Records of labeled points

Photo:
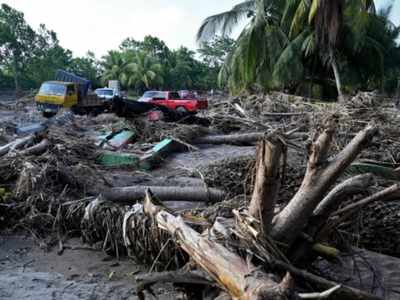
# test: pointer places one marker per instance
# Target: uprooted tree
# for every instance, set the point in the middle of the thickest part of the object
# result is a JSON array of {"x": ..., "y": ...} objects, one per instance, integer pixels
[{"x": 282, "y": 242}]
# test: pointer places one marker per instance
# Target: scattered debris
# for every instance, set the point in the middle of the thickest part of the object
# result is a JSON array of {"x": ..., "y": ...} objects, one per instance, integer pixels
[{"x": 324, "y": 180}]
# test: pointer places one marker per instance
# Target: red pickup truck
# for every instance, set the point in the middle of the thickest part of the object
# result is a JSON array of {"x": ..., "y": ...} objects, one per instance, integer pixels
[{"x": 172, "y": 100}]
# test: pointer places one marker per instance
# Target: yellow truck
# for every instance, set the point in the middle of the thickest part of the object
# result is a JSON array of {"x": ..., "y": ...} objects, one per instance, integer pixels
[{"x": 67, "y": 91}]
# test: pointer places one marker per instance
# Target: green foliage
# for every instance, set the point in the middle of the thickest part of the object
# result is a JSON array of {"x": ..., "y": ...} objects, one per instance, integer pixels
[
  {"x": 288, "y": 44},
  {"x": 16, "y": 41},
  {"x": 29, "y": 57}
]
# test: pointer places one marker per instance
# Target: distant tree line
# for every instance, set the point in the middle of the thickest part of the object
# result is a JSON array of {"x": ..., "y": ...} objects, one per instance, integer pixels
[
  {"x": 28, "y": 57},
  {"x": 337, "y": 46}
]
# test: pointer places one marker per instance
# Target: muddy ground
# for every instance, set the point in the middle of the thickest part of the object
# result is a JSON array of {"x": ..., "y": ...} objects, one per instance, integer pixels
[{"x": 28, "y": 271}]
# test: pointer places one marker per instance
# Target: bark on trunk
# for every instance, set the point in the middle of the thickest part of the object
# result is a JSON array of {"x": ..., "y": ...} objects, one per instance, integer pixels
==
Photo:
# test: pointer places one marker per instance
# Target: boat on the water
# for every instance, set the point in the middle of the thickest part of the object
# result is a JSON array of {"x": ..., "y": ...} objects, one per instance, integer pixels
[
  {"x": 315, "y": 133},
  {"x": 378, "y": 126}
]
* * *
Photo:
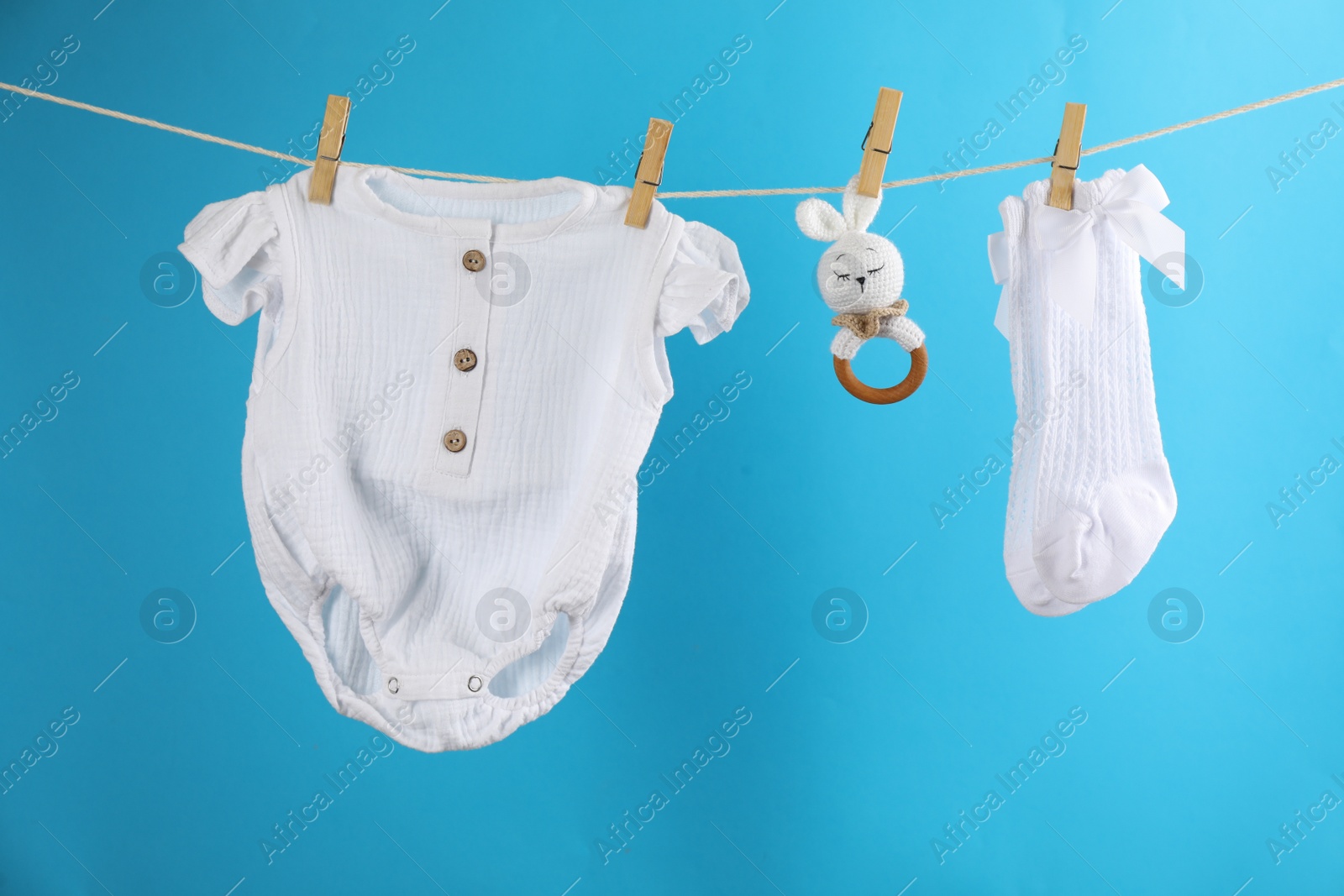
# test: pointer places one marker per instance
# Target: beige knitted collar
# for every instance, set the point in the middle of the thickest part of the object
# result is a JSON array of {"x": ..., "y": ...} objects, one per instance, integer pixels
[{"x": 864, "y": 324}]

## Direction
Return each line of the material above that contains the string "Target".

## Answer below
# Target: uprooted tree
# Target: scattered debris
# Target: red pickup truck
# Target: yellow truck
# Target: green foliage
# Target: distant tree line
# Target: muddy ground
# Target: bark on trunk
# Target: boat on the water
# Target: beige knitted collar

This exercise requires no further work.